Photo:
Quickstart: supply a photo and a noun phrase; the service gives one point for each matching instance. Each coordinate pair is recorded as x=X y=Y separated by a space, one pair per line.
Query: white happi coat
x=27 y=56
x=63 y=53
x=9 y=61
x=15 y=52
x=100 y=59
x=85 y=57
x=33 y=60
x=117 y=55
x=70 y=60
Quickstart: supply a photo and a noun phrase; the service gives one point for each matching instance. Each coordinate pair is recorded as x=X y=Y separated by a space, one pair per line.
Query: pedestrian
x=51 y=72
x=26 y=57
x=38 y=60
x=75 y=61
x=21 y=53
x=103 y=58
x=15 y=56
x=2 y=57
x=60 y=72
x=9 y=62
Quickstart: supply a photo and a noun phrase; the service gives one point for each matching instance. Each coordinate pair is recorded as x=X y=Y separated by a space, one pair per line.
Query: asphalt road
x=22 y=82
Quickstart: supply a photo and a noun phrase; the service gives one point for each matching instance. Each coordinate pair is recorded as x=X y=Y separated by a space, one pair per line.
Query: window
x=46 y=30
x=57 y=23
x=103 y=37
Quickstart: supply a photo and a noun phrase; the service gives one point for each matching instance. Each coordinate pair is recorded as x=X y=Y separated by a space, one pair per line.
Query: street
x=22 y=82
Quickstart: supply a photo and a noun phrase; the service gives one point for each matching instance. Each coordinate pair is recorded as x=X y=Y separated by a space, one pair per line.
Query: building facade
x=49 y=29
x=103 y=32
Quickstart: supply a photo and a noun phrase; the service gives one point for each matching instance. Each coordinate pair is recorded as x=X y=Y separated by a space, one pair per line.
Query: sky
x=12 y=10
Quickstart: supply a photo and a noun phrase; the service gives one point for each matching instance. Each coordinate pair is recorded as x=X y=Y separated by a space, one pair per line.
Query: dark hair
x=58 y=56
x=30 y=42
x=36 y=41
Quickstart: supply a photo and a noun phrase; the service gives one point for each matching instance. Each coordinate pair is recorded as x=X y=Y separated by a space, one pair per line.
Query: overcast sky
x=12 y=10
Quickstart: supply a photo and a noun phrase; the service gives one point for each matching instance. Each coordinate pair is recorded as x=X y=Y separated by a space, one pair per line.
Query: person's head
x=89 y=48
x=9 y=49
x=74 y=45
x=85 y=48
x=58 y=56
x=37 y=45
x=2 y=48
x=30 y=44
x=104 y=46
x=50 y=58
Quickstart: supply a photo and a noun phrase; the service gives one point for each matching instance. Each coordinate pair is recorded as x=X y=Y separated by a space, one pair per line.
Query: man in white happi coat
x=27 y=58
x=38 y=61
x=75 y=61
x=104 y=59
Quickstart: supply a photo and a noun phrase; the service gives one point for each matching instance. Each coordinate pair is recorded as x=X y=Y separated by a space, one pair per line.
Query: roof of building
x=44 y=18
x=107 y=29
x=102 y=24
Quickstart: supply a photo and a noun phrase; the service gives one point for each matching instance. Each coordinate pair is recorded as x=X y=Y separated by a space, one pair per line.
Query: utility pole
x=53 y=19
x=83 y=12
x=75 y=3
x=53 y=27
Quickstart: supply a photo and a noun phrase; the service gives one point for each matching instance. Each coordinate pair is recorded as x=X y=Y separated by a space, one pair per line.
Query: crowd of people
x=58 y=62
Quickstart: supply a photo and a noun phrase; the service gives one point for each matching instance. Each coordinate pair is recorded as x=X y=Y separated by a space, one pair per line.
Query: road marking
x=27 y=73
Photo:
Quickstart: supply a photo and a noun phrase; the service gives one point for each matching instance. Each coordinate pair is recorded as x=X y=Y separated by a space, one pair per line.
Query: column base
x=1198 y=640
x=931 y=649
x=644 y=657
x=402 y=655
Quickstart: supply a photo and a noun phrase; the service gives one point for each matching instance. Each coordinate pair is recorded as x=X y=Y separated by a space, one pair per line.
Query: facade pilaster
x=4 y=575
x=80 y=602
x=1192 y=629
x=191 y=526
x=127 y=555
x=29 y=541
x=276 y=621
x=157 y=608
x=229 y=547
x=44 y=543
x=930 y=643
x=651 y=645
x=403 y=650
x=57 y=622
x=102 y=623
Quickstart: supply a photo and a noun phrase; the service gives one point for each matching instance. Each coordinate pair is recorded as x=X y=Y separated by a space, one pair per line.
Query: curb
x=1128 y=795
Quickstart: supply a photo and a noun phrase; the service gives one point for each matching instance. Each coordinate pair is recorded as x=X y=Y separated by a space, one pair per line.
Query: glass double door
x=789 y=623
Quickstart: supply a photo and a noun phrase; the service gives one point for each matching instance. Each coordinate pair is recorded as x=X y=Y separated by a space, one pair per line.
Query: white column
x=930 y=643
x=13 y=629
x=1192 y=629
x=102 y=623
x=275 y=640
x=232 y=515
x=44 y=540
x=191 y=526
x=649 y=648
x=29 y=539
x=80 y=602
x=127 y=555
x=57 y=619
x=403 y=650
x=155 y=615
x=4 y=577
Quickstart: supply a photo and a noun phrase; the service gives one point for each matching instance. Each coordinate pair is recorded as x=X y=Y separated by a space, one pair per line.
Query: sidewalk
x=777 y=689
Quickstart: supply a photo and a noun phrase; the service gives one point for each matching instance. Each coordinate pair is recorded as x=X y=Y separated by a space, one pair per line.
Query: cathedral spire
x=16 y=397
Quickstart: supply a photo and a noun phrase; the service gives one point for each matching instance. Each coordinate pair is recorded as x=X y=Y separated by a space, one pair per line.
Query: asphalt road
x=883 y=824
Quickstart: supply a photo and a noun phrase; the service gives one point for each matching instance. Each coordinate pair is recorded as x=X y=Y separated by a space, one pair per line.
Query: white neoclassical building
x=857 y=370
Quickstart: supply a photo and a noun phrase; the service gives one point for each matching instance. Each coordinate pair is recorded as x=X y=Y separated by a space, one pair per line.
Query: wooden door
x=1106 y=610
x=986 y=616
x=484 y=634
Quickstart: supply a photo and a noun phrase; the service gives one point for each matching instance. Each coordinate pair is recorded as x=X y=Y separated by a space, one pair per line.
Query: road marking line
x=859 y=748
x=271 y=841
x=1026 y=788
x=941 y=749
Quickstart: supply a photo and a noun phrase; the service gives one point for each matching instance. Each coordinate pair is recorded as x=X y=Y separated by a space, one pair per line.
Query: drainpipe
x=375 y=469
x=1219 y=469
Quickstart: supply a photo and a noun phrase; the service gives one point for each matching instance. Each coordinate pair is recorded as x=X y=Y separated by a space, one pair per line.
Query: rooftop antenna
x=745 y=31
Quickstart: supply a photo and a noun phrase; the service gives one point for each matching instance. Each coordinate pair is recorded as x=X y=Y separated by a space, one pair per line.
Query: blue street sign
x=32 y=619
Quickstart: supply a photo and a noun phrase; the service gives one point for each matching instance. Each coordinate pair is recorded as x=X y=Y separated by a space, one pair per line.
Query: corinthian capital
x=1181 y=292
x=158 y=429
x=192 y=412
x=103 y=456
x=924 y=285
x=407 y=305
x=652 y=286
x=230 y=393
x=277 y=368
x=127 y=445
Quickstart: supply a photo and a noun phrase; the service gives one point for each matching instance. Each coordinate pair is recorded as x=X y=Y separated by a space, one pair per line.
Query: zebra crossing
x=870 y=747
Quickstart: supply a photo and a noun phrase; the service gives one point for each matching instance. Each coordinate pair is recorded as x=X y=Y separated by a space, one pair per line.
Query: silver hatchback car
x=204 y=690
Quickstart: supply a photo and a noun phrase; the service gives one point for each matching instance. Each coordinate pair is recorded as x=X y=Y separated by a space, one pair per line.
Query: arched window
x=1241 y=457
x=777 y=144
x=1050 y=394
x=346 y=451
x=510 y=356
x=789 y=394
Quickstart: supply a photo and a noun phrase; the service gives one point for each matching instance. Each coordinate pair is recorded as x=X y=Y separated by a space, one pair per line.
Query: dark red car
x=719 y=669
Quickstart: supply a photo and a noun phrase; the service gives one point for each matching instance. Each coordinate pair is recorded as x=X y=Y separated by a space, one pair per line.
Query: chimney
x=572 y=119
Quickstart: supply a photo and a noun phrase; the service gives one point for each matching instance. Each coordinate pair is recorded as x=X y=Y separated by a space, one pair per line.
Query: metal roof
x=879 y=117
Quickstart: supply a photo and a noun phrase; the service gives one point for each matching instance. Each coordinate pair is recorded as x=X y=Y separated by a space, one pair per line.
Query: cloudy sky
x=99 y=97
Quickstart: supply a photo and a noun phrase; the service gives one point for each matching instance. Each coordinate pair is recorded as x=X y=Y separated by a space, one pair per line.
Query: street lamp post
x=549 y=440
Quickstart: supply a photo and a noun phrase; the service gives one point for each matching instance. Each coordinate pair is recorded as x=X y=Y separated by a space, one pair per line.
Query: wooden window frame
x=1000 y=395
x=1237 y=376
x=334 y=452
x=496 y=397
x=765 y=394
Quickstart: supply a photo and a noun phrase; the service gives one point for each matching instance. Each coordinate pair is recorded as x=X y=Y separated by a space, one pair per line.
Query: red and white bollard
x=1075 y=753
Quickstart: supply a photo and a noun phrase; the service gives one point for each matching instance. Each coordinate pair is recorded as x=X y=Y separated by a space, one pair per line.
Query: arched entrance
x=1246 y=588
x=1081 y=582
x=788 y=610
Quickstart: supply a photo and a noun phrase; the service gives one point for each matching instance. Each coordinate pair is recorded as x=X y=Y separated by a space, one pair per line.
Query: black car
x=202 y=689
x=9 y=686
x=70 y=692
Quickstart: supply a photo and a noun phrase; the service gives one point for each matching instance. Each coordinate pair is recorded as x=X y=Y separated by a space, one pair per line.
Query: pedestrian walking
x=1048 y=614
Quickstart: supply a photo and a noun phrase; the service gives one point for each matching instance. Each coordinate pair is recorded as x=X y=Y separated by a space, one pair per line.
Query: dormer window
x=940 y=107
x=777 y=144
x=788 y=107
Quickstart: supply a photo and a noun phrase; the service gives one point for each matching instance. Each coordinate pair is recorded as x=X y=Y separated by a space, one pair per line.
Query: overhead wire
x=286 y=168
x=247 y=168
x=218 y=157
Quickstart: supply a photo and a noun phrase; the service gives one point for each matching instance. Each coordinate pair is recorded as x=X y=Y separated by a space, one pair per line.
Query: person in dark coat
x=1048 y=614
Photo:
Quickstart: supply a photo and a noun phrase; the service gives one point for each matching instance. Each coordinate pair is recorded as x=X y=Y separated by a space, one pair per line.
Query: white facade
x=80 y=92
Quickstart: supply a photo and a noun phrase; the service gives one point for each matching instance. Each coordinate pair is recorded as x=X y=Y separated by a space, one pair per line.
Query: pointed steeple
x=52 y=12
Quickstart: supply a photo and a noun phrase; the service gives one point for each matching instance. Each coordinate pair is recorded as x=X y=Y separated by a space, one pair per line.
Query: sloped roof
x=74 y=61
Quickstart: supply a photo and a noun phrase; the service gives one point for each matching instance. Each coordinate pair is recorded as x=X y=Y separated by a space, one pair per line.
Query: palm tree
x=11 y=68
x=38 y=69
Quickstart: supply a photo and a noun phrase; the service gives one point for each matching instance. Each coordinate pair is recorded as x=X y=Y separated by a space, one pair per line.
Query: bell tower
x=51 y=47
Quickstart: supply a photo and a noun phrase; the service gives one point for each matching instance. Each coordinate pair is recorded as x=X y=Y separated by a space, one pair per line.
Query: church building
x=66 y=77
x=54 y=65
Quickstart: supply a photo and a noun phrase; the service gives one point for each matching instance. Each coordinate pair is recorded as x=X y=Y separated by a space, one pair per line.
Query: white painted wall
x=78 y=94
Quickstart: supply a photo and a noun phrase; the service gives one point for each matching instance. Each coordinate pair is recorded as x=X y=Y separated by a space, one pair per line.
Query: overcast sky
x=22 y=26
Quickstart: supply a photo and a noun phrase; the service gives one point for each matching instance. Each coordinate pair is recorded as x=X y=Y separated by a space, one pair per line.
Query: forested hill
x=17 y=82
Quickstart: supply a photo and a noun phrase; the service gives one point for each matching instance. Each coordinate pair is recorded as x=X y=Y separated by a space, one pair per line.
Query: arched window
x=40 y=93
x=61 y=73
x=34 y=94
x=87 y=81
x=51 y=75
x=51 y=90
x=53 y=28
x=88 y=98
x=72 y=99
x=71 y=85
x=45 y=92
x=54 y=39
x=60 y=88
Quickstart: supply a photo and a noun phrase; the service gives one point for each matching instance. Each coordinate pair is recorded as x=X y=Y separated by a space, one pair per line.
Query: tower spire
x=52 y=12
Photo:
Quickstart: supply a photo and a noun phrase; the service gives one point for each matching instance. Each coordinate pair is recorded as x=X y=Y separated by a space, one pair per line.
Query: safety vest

◆ ◆ ◆ ◆ ◆

[Challenge]:
Gather each line in the entries above that contains the string "window" and reproduce those lines verbatim.

[Solution for this task]:
Query: window
Query: arched window
Query: wooden window frame
Query: dormer window
Query: arched window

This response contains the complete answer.